**Given text**

-----

Sifakas (genus Propithecus) can be divided into two phylogenetic lineages: dry forest smaller sized sifakas to which P. tattersalli belongs and humid forest larger sized sifakas, to which P. perrieri belongs. Species from these two groups present wide, parapatric, and contiguous ranges along the western and eastern coast of Madagascar, except Perrier's and Tattersall sifakas that have a restricted distribution disjunct from the northern limit of their sister species (Fig. S1). These two tree-dwelling species are organized in matriarchal social groups of two to eight individuals (Lehman & Mayor, 2004; Meyers & Wright, 1993) and live in fragmented forests frequently connected by riparian corridors (Mittermeier et al., 2010; Quéméré et al., 2010a; Salmona et al., 2013; Figure 1). They typically disperse only short distances, but are also known to occasionally cross a large distance of open habitat (Mayor & Lehman, 1999; Meyers & Wright, 1993; Richard, Rakotomanga, & Schwartz, 1993). They show the smallest ranges and some of the lowest population sizes of any sifaka species. As a consequence, they are both considered Critically Endangered (CR; IUCN 2014), and Perrier's sifaka has even been listed in “The 25 most endangered primates of the world” on several occasions (Banks, Patel, Chikhi, & Salmona, In press, Banks, Patel, Chikhi, & Salmona, 2015). Subfossil data suggest that the two species may have had wider and perhaps even sympatric palaeodistribution (Godfrey, Jungers, Simons, Chatrath, & Rakotosamimanana, 1996; Jungers et al., 1995), illustrating the substantial influence of climate oscillation and refugia on today's biodiversity makeup (Wilmé, Goodman, & Ganzhorn, 2006; Wilmé et al., 2012).

Figure 1.

-----

**Data drawn from a collection**
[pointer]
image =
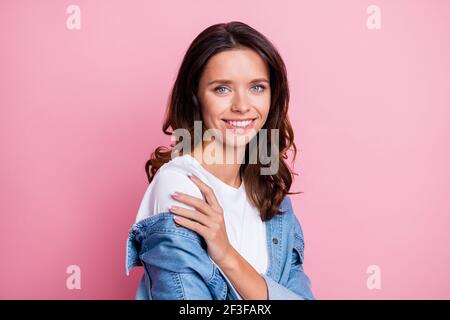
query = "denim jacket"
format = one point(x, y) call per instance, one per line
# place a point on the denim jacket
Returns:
point(177, 266)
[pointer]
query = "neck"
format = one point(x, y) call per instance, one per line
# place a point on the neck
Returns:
point(225, 168)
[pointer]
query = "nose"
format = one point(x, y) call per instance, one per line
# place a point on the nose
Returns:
point(240, 103)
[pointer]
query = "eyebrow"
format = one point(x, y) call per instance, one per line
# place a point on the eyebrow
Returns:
point(230, 81)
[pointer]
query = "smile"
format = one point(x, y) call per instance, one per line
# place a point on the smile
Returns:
point(240, 124)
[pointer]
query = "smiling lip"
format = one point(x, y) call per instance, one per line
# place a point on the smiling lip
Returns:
point(239, 129)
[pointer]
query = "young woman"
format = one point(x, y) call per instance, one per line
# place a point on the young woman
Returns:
point(209, 227)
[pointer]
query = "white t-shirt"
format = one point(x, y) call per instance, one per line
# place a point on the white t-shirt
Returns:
point(245, 229)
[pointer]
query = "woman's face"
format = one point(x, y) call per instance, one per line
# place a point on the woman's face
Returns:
point(234, 93)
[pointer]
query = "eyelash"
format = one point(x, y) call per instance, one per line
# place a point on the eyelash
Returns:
point(258, 85)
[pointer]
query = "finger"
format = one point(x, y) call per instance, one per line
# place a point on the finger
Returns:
point(194, 226)
point(207, 191)
point(191, 214)
point(195, 202)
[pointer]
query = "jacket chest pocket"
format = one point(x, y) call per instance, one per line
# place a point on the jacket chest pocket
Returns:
point(298, 250)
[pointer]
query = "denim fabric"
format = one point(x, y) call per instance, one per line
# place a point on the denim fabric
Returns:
point(177, 266)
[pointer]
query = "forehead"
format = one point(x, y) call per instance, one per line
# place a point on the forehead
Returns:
point(236, 64)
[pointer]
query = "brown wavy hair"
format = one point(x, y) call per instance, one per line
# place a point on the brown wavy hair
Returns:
point(264, 191)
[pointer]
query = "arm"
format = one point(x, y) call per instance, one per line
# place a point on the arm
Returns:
point(298, 285)
point(176, 267)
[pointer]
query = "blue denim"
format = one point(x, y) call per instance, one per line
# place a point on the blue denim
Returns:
point(177, 266)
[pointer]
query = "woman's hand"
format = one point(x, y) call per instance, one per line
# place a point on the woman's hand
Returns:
point(207, 220)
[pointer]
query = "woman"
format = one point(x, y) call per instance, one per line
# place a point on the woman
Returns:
point(209, 227)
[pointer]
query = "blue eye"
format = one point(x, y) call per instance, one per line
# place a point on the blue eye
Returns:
point(218, 88)
point(260, 86)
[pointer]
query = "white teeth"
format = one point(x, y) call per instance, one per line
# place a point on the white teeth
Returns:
point(241, 124)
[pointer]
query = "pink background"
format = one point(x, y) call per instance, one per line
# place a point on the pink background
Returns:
point(81, 111)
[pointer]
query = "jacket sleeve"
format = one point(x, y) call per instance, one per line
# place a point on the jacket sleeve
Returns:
point(298, 286)
point(175, 267)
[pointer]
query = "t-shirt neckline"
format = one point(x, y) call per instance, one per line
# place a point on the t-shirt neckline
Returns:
point(226, 185)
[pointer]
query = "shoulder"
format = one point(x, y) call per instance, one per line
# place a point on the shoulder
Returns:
point(292, 219)
point(171, 177)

-----

**What you will do**
1. In the sifaka passage, what size are the matriarchal social groups of the two tree-dwelling species?
2. The sifaka passage says these species typically disperse only short distances but occasionally cross a large distance of open habitat. List every work it cites for that statement.
3. According to the sifaka passage, why are Perrier's and Tattersall sifakas both considered Critically Endangered?

**Answers given**
1. They have two to eight individuals.

2. Mayor & Lehman, 1999; Meyers & Wright, 1993; Richard, Rakotomanga, & Schwartz, 1993

3. They have the smallest ranges and some of the lowest population sizes of any sifaka species. For this reason both are classed as Critically Endangered (IUCN 2014).